Vanille-Tour

Sa.,27. Feb. 2021, Franz.Polynesien/Tahaa/Hurepiti, Tag 2463, 21.369 sm von HH

„Ich habe gelesen, dass über Tahaa zur Hauptsaison der Vanille-Ernte ein betörender Vanilleduft hängen soll. Stimmt das?“, frage ich Noah. „Das habe ich auch gelesen“, lacht er, „und noch nie gerochen.“ Wir stehen inmitten einer Vanille-Plantage auf einer geführten Tour rund um Tahaa. Zur kühlen Jahreszeit, im Juli/August haben die Vanille-Orchideen Hochsaison. Aber ein paar Pflanzen tun uns den Gefallen und tragen auch bei dreißig Grad ein paar Blüten. Somit kann Noah uns zeigen, wie eine Vanille-Blüte bestäubt wird. Das müssen Menschen übernehmen, denn die Bienen und Kolibris, die im Ursprungsland der Vanille – in Mexiko – diesen Job übernehmen, gibt es in Französisch Polynesien nicht. Die Spanier, die bei der Unterwerfung von Mexiko den Geschmack der Vanille kennen lernten, brachten die Pflanze mit nach Europa. Aber alle Hof-Gärtner in den Königshäusern in der alten Welt, brachten die Pflanzen nur zum Blühen. Schoten blieben ihnen versagt. Erst 1836 entdeckte man, dass eine „künstliche“ Befruchtung den Erfolg bringt.
Eine Vanille-Blüte zu bestäuben ist ein Job bei dem man nicht einschlafen darf. Diese Blüte hält nur einen Tag. Bereits am Nachmittag machen die Blüten schlapp und die Chance zur Befruchtung ist verloren. Als seine Eltern selber noch eine Vanille-Farm hatten, hat sein Vater über tausend Blüten am Tag geschafft, berichtet Noah. Nach dem Totalverlust ihrer Pflanzen durch einen Pilzbefall hat die Familie das Vanille-Geschäft aufgegeben und veranstaltet jetzt nur noch geführte Touren.

Vanille-Blüte – vergängliche Schönheit – Haltbarkeit nur ein knapper Tag

Die Blütenblätter werden umgestülpt, bis der Pollen zum Vorschein kommt

Der Pollen wird in die Pollentasche gegeben, leicht zugedrückt und fertig ist die Hochzeit

Die Vanille-Orchidee ist eine Rankpflanze und wird in mehreren Buchten um einen zwei Meter langen Stock gewunden. Bis zu fünfzehn Meter kann eine Vanille-Orchidee lang werden. Der Trägerstock muss also in der Lage sein später das Gewicht der ausgwachsenen Orchidee zu tragen. Da wir uns in einer ‚Open-Air‘ Plantage befinden, wird einfach ein „Weiden“stock in die Erde gesteckt, der bereits zwei Wochen später angewachsen ist. Der Orchideen-Steckling wird daneben gepflanzt. Jetzt braucht man Geduld, denn erst nach ungefähr drei Jahren zeigen sich die ersten Blüten. In der Zeit werden die Ranken immer wieder um ihren Trägerstock gewickelt.

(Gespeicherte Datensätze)

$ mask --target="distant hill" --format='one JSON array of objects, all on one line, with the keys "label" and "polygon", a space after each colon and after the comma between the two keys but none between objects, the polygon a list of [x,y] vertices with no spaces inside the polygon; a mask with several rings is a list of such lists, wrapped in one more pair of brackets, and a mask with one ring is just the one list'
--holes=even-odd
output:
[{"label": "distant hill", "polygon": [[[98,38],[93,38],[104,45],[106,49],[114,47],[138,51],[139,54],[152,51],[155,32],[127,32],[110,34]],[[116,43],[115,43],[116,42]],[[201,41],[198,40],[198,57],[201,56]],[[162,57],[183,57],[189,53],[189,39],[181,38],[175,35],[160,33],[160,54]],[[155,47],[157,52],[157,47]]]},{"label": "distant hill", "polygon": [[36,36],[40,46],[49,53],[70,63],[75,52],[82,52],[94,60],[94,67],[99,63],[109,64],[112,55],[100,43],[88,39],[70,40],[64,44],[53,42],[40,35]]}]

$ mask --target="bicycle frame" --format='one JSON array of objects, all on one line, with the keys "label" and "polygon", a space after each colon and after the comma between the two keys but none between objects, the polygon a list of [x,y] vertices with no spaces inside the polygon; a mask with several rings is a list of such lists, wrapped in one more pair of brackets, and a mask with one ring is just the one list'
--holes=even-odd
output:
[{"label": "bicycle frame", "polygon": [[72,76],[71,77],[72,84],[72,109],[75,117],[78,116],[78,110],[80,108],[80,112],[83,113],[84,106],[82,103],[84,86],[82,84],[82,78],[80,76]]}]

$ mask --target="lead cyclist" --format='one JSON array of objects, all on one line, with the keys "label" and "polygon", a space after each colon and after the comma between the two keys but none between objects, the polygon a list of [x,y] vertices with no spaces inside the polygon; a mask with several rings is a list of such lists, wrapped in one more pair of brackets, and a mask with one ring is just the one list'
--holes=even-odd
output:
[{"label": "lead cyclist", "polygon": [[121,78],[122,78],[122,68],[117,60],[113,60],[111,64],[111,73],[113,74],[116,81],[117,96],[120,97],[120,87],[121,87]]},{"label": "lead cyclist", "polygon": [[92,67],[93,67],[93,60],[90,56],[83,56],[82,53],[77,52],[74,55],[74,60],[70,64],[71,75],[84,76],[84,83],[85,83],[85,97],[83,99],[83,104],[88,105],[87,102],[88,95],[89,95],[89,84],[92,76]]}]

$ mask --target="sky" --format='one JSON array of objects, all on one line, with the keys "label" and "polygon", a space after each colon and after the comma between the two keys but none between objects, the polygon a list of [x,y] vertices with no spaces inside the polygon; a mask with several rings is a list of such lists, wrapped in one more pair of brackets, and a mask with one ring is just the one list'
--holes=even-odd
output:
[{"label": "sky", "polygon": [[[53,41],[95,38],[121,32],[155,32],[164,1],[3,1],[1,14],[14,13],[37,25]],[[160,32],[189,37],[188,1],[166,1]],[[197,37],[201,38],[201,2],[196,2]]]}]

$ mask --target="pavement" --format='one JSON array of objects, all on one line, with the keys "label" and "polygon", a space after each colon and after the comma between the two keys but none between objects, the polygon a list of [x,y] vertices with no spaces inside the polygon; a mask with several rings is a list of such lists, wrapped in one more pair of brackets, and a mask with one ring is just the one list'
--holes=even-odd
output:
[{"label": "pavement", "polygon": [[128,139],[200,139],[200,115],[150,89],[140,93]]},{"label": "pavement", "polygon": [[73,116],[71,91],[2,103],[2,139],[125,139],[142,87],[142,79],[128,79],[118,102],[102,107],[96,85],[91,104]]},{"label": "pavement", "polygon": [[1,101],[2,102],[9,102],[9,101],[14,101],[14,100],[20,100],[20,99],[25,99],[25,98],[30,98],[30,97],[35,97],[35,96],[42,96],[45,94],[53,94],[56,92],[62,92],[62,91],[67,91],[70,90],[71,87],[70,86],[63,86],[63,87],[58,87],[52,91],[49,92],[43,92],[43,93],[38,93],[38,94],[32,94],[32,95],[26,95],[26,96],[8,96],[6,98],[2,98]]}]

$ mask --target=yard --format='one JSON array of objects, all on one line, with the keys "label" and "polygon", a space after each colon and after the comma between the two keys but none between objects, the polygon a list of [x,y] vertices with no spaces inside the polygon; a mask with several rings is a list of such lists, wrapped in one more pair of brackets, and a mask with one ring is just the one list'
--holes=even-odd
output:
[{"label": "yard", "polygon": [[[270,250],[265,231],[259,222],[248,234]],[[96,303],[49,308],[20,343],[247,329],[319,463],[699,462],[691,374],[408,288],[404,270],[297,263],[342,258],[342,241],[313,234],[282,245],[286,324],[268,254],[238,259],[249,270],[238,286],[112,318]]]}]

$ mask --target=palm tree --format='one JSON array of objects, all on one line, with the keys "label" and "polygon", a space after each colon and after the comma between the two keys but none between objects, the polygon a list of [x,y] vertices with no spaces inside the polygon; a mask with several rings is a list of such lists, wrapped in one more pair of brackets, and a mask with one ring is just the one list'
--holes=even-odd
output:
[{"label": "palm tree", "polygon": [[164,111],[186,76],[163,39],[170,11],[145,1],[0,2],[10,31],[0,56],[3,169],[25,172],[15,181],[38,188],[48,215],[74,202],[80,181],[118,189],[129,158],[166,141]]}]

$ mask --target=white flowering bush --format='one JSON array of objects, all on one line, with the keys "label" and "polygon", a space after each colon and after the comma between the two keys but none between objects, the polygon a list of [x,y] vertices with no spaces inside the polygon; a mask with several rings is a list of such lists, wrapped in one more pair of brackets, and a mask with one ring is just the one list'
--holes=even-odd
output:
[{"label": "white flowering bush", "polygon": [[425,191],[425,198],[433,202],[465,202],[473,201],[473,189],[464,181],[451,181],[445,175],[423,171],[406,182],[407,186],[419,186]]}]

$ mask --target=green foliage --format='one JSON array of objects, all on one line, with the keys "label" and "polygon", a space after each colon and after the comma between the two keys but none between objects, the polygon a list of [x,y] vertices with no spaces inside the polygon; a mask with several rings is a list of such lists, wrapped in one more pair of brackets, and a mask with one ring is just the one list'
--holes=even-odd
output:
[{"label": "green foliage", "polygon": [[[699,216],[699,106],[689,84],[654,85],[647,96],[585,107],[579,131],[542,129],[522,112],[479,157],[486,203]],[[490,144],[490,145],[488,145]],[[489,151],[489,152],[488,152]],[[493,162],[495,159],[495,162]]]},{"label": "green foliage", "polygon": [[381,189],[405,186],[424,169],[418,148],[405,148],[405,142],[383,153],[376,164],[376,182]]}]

_AUFGABENSTELLUNG_
A: Beantworte anhand des Berichts über die Vanille-Tour kurz diese Fragen:
(i) In welchem Jahr entdeckte man, dass eine „künstliche“ Befruchtung der Vanille den Erfolg bringt?
(ii) Wie lange hält eine Vanille-Blüte?
(iii) Nach ungefähr wie vielen Jahren zeigen sich an einer Vanille-Orchidee die ersten Blüten?
B: Setze den Bericht über die Vanille-Tour nach seinem letzten Satz fort.
Die Liste stammt aus einer anderen Quelle als der Bericht über die Vanille-Tour.

_LÖSUNGEN_
A:
(i) 1836
(ii) Nur einen Tag.
(iii) Nach ungefähr drei Jahren.

B:
Erscheinen die Blüten kommt es zur menschlichen Befruchtung – der Hochzeit. Und wieder braucht man Geduld. Erst neun Monate später sind die Schoten ausgereift. Sie werden schwarz und fallen ab. Jetzt braucht man sie „nur“ noch zu trocknen. Dies ist eine so aufwendige Arbeit über mehrere Wochen, dass viele Vanille-Bauern diese Arbeit nicht mehr selber übernehmen. Auf Tahaa gibt es drei Betriebe, die sich um die Trocknung und Fermentierung der Vanille-Schoten kümmern.

Noch unfertige Schoten an der Pflanze – ungefähr zehn Zentimeter lang

Die Schote der Tahiti-Vanille ist viel dicker und länger als herkömmliche Schoten, da sie an der Pflanze ausreift bevor sie getrocknet wird. Im Aroma unterscheidet sich ebenfalls – sie hat weniger Vanillin, aber einige zusätzliche Aroma-Stoffe, die sie zu einer besonderen Delikatesse in der Sternegastronomie macht. Der Geschmack wird häufig als blumig-würzig beschrieben. Der Duft der Schoten ist einmalig betörend. Daher wird die Tahiti-Vanille auch viel in der Parfüm-Herstellung eingesetzt. Der langwierige Prozess des Anbaus, der Ernte und der Trocknung macht die Tahiti-Vanille zu einem der teuersten Gewürze der Welt. Selbst vor Ort kann man gut und gerne fünf Dollar für eine Schote bezahlen. Die Preise schwanken natürlich je nach Qualität der Schote. Eine tolle Geschichte, ich könnte stundenlang davon schwärmen.
Über achtzig Prozent der Vanille aus Französisch Polynesien stammt von Tahaa. Hohe Preise locken. In jedem zweiten Garten steht ein Gewächshaus. Da die Vanille es gerne schattig mag, werden viereckige Gestelle errichtet, die mit Abschattungs-Gazen verhängt werden. Von weitem sehen die Gewächshäuser wie Bunker aus dem zweiten Weltkrieg aus. Nur wenige Bauern pflanzen ihre Vanille in natürlicher Umgebung an.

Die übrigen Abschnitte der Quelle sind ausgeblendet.